--- Start ---

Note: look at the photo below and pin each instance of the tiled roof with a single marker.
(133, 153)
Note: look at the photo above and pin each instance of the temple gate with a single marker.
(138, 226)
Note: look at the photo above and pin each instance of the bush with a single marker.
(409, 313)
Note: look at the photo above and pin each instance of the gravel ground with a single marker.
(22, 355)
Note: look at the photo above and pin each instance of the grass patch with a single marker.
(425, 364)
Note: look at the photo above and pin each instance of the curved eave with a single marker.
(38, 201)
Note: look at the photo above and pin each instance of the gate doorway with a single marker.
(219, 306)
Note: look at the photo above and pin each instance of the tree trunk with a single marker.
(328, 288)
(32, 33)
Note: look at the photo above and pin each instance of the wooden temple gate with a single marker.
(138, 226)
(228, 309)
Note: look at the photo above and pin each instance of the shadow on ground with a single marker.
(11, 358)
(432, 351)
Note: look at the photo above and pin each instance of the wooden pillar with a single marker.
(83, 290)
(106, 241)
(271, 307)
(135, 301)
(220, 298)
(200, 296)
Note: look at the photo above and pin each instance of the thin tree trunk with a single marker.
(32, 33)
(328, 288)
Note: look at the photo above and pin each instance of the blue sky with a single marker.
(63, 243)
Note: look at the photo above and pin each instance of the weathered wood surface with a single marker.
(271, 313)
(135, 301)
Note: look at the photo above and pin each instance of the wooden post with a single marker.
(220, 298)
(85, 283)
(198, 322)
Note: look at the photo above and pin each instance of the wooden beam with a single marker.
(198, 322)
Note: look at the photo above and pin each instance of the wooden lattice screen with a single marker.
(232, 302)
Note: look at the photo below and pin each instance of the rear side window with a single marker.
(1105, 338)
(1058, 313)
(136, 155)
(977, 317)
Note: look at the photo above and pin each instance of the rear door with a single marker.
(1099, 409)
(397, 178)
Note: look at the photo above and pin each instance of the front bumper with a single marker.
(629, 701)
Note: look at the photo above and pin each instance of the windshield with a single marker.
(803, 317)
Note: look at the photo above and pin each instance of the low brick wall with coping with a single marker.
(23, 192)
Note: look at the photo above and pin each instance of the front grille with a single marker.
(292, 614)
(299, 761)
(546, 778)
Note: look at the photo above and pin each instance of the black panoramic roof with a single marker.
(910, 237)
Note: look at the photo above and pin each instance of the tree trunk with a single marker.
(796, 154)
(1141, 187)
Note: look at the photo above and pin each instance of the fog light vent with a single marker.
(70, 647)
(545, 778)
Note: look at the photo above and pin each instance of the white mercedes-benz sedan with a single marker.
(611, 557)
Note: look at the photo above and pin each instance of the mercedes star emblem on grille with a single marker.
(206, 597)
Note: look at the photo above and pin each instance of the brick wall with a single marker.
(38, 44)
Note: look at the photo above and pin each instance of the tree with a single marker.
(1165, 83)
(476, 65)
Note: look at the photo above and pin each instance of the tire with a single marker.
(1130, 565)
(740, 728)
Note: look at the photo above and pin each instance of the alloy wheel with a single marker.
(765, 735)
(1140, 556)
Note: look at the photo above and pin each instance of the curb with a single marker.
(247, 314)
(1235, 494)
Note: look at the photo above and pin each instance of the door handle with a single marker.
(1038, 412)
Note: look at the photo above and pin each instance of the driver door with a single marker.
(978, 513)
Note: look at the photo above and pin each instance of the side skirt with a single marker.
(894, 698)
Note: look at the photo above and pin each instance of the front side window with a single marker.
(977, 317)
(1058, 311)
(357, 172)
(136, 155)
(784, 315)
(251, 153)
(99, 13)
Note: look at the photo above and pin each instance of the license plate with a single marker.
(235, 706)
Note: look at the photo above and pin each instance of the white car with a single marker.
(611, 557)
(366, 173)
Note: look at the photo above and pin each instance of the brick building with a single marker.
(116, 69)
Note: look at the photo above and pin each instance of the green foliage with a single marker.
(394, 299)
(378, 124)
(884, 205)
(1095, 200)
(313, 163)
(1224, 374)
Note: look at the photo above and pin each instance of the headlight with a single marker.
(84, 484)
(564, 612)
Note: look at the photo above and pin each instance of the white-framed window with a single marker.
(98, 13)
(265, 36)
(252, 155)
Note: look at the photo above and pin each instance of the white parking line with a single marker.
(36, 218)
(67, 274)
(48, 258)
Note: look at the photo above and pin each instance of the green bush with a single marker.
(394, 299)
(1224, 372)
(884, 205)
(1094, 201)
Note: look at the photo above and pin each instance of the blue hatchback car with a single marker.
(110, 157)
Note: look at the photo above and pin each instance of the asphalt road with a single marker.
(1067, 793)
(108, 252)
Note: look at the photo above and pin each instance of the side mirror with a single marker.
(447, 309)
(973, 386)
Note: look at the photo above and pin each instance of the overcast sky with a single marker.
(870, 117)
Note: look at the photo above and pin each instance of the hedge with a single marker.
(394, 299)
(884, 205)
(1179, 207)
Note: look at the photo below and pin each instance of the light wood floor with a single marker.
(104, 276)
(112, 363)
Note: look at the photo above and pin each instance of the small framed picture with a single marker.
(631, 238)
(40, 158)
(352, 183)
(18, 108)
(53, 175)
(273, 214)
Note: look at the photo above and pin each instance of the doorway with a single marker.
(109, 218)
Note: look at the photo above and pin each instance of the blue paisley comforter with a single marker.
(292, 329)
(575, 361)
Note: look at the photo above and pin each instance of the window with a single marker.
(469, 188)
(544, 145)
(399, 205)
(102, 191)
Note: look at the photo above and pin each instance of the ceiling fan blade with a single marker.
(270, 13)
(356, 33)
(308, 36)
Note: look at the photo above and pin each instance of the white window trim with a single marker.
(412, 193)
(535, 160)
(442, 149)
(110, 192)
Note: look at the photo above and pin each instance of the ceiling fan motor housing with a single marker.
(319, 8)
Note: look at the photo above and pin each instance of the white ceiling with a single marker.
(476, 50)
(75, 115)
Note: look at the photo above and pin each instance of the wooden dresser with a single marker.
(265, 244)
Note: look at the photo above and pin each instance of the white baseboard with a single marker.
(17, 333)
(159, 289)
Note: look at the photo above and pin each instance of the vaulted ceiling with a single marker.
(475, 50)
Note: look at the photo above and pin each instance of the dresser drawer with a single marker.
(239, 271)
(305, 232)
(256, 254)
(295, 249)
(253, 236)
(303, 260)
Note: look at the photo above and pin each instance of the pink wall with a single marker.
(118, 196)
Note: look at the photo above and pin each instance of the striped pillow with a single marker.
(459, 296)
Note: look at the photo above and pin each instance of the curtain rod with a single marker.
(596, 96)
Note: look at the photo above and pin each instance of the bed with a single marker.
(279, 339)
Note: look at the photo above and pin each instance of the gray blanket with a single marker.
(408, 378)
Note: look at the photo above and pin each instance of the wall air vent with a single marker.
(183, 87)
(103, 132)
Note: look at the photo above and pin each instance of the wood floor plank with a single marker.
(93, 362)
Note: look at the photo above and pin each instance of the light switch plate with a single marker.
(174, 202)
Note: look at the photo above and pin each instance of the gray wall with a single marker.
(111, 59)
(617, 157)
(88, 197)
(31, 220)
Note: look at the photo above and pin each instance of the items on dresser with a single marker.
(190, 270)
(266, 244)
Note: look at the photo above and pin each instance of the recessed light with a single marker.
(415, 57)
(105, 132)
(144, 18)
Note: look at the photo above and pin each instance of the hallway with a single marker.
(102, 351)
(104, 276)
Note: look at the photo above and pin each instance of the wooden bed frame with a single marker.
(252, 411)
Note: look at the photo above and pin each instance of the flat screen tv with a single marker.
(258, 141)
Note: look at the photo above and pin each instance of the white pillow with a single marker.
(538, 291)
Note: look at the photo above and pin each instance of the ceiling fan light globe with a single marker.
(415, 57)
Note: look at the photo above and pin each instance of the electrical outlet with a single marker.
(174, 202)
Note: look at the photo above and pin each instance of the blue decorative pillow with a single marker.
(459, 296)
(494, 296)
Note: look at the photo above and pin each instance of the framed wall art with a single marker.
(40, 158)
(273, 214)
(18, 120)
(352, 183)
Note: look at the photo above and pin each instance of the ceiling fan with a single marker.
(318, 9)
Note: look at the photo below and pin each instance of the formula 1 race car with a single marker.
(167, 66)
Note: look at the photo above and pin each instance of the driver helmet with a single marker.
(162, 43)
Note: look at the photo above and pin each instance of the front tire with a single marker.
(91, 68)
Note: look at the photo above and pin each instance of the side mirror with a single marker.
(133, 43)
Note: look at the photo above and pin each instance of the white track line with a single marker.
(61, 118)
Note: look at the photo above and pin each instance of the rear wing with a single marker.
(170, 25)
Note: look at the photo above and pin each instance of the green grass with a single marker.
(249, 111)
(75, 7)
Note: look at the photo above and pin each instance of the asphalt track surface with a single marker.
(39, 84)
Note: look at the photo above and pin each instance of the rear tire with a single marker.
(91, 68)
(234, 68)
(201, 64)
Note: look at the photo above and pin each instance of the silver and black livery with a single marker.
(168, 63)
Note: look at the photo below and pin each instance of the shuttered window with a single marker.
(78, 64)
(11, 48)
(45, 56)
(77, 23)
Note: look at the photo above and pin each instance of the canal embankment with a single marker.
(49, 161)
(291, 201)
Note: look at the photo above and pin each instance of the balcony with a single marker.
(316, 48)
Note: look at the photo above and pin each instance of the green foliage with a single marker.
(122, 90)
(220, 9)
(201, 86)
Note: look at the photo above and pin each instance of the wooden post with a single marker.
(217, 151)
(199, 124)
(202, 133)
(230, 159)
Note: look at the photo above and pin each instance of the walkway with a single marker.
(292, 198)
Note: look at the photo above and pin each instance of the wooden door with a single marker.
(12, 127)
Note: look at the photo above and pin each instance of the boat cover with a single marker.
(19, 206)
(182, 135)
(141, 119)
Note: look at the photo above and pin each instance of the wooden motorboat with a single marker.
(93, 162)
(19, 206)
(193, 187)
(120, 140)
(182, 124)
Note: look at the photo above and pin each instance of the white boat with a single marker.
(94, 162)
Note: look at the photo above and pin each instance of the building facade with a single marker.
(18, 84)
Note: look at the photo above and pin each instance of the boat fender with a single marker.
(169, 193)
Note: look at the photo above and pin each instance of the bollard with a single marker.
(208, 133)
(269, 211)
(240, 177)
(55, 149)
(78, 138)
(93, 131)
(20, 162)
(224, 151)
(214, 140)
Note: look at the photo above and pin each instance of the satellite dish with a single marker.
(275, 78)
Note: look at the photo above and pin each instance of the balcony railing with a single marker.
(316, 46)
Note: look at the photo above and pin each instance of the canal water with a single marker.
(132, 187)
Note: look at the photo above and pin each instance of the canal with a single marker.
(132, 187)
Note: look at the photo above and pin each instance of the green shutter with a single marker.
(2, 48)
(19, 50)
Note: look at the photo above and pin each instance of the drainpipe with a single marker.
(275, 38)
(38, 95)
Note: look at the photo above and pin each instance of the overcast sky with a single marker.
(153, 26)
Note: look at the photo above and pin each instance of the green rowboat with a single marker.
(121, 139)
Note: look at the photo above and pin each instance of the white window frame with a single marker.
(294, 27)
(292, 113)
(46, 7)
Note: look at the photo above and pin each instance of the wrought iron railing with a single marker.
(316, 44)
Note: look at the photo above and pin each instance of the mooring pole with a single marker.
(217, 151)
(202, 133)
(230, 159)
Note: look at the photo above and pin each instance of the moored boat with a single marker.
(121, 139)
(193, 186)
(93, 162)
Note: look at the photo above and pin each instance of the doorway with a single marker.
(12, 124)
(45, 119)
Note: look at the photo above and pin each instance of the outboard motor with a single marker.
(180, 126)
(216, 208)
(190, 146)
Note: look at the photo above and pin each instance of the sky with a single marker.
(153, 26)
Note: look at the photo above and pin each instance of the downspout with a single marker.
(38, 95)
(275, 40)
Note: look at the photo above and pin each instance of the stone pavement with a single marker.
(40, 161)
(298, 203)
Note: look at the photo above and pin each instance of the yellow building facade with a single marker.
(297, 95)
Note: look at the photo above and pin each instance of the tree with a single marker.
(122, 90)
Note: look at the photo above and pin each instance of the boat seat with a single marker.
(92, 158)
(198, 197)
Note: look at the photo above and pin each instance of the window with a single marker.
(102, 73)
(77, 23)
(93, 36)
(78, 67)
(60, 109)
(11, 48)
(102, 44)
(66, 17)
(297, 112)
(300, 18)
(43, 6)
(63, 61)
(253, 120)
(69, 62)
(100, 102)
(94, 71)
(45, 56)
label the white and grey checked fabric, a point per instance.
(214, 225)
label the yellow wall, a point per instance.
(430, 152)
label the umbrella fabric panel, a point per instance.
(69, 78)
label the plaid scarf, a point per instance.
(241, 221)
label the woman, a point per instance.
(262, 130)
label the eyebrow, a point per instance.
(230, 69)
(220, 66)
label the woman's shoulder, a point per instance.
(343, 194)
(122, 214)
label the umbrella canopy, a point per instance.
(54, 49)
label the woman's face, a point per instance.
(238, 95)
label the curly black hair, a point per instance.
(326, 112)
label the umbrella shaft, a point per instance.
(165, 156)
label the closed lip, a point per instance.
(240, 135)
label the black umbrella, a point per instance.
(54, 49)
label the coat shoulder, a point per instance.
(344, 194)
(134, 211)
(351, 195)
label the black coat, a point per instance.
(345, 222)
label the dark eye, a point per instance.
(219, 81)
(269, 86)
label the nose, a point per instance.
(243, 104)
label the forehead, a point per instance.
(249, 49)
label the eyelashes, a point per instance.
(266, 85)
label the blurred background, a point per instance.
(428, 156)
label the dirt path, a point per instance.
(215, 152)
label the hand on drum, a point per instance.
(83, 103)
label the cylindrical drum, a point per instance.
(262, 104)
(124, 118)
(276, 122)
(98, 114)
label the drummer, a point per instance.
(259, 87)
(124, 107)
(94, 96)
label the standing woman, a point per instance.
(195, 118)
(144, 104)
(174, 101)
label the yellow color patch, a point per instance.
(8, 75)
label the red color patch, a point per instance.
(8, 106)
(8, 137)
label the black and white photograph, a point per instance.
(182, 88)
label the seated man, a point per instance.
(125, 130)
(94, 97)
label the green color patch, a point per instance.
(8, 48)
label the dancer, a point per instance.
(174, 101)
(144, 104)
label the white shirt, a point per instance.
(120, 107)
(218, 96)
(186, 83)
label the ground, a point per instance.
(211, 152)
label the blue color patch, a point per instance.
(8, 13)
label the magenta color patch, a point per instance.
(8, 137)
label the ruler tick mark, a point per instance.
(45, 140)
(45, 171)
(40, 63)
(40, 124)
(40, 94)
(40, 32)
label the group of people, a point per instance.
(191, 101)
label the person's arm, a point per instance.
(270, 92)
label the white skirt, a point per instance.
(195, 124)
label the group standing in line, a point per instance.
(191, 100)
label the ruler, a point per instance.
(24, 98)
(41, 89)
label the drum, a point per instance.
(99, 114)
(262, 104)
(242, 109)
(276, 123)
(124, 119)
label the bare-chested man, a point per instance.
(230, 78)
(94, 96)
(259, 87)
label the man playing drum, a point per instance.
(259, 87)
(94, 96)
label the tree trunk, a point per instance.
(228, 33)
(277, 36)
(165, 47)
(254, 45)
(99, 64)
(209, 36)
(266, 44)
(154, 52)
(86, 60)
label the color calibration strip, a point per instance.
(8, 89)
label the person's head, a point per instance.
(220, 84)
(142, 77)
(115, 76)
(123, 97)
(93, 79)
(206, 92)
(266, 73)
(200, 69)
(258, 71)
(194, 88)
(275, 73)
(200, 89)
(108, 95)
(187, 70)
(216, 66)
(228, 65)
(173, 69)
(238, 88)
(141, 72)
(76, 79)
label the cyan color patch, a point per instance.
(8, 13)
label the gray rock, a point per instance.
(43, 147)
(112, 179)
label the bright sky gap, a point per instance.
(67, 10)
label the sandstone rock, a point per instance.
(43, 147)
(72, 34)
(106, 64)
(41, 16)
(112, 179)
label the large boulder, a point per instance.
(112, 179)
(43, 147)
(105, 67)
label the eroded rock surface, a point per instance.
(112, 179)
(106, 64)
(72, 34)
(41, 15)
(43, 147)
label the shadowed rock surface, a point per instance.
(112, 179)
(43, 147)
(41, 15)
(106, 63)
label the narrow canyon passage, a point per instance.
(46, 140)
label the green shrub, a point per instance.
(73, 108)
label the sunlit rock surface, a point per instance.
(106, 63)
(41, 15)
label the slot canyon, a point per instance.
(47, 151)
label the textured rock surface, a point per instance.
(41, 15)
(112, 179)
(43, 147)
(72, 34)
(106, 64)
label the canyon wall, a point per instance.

--- End ---

> Given instruction
Reproduce the material above verbatim, everything from the line containing "bumper with a single marker." down to the line containing "(1235, 494)", with both of those lines included.

> Completed task
Note: look at the photo above and pin each instance of the front bumper with a single marker.
(629, 701)
Note: look at the photo above and pin each instance of the windshield with a single marker.
(803, 317)
Note: look at the photo above and pin each instance of the low brick wall with coping with a single marker.
(23, 192)
Note: look at the photo above and pin each instance of the front grille with a single marker.
(292, 614)
(299, 761)
(546, 778)
Note: look at the photo above and pin each instance of the black panoramic roof with a single marker.
(910, 237)
Note: look at the photo above and pin each instance of the tree trunk with a single marker.
(796, 154)
(1141, 187)
Note: look at the photo above and pin each instance of the fog light vent with a single marker.
(70, 647)
(545, 778)
Note: look at the photo above and pin each instance of the white mercedes-benz sedan with a single marker.
(611, 557)
Note: look at the photo above and pin each instance of the mercedes star emblem on grille with a single marker.
(206, 597)
Note: look at the photo above and pin each instance of the brick wall with a single marker.
(38, 44)
Note: look at the photo above and pin each instance of the tree with a single marker.
(1165, 83)
(476, 65)
Note: look at the photo above and pin each instance of the tire with a single marker.
(1130, 565)
(740, 728)
Note: look at the photo above and pin each instance of the alloy wheel with a single marker.
(765, 735)
(1140, 556)
Note: look at the photo above and pin each instance of the curb with a single marker.
(247, 314)
(1235, 494)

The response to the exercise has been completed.